### Collected data
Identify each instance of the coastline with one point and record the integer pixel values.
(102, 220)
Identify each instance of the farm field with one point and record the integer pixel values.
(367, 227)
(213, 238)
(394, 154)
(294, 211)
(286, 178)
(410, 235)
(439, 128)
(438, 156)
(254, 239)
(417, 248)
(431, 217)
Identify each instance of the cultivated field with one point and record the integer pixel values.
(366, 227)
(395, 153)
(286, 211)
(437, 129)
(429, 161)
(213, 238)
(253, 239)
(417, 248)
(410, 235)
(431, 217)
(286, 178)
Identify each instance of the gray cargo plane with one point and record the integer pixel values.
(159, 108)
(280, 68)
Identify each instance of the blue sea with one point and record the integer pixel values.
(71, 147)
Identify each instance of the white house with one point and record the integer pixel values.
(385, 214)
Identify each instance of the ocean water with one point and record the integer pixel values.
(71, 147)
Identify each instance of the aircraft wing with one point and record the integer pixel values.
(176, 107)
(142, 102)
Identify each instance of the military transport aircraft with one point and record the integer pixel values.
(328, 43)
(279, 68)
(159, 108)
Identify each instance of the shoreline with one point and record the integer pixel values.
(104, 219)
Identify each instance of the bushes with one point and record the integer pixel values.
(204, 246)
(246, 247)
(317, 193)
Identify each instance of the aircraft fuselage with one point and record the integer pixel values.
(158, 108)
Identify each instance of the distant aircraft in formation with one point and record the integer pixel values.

### Directions for this task
Give again each line shown above, keeping every word as it is.

### Expected answer
Identify each instance of the coastline with one point and record the integer pixel values.
(102, 220)
Identify each instance of the farm field with one point and record the integer pixel values.
(367, 227)
(213, 238)
(394, 154)
(294, 211)
(286, 178)
(410, 235)
(439, 128)
(438, 156)
(254, 239)
(417, 248)
(431, 217)
Identify each instance of the cultivated field with one point and record the integer pixel values.
(366, 227)
(395, 153)
(286, 211)
(437, 129)
(429, 161)
(213, 238)
(253, 239)
(417, 248)
(410, 235)
(431, 217)
(286, 178)
Identify each instance of the gray cargo plane with one point and record the integer pixel values.
(159, 108)
(280, 68)
Identify each instance of the blue sea with one point and record the integer pixel values.
(71, 147)
Identify each instance of the white house with one point and record the integer pixel values.
(385, 214)
Identify each instance of the ocean water with one point and record the integer pixel values.
(71, 147)
Identify each instance of the aircraft wing with one point and record the integer pixel values.
(176, 107)
(142, 102)
Identify each instance of the military transport aircraft with one point and record the integer pixel values.
(328, 43)
(279, 68)
(159, 108)
Identify each instance of the shoreline with one point and record the integer pixel values.
(104, 219)
Identify each instance of the bushes with one point and record the integer pixel values.
(204, 246)
(246, 247)
(317, 193)
Identify each instance of the aircraft fuselage with one point and record the integer pixel values.
(158, 108)
Identify each instance of the distant aircraft in formation with one point and record the integer pixel values.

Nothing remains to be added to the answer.